--- SHORT TASK ---
Turn the stretch of the data from the line containing "Isolate the cobblestone" through the end into a numbered list, omitting any blank lines.

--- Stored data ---
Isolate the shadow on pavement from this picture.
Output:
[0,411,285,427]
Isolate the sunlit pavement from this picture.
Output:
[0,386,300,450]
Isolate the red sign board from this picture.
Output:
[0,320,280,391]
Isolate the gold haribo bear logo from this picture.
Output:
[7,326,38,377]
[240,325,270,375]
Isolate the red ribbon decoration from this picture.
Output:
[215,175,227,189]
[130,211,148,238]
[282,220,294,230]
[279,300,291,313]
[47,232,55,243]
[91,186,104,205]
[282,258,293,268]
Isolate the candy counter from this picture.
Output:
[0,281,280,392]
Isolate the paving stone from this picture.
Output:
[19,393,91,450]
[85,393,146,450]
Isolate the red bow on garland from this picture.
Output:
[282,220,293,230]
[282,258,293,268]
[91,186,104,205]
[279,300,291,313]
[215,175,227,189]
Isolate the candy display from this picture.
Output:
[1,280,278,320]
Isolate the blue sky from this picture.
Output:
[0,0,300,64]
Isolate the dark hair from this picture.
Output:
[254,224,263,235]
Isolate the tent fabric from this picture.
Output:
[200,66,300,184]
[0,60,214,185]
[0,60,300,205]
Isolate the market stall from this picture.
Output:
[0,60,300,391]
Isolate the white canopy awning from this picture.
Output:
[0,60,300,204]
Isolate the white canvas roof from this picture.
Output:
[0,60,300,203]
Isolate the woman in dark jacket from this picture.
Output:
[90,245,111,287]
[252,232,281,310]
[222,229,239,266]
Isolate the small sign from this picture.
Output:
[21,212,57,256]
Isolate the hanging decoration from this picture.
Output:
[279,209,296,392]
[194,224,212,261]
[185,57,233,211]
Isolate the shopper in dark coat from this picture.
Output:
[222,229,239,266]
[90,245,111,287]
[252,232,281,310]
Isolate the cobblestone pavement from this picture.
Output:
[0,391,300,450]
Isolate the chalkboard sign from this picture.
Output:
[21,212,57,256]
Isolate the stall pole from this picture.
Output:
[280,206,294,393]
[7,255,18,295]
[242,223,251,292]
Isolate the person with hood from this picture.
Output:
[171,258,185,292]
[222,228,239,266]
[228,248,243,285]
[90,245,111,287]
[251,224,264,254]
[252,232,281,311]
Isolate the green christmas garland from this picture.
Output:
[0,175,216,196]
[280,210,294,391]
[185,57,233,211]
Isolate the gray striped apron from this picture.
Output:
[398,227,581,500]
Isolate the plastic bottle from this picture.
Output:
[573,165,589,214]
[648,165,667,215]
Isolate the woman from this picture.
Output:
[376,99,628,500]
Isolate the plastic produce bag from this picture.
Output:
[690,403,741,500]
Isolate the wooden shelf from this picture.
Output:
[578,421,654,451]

--- EXERCISE OUTPUT ---
1. Isolate the cobblestone pavement from this picture.
2. Output:
3. [0,391,300,450]
4. Isolate the chalkboard sign from this picture.
5. Output:
6. [21,212,57,256]
7. Isolate the stall pole from this picture.
8. Output:
9. [280,206,294,393]
10. [7,255,18,295]
11. [242,223,251,292]
12. Isolate the person with hood from this picture.
13. Output:
14. [171,258,185,292]
15. [222,228,239,266]
16. [228,248,243,285]
17. [90,245,111,287]
18. [251,224,264,254]
19. [252,232,281,311]
20. Isolate the green christmas garland from this picture.
21. Output:
22. [0,175,216,196]
23. [280,210,294,391]
24. [185,57,233,211]
25. Isolate the gray striped apron from this picture.
26. Output:
27. [398,227,581,500]
28. Isolate the plastic bottle from this picture.
29. Output:
30. [573,165,589,214]
31. [648,165,667,215]
32. Isolate the woman from this picture.
33. Output:
34. [376,99,628,500]
35. Isolate the plastic produce bag from this picture.
36. Output:
37. [690,403,741,500]
38. Isolate the wooden shelf from this picture.
39. Output:
40. [578,421,654,451]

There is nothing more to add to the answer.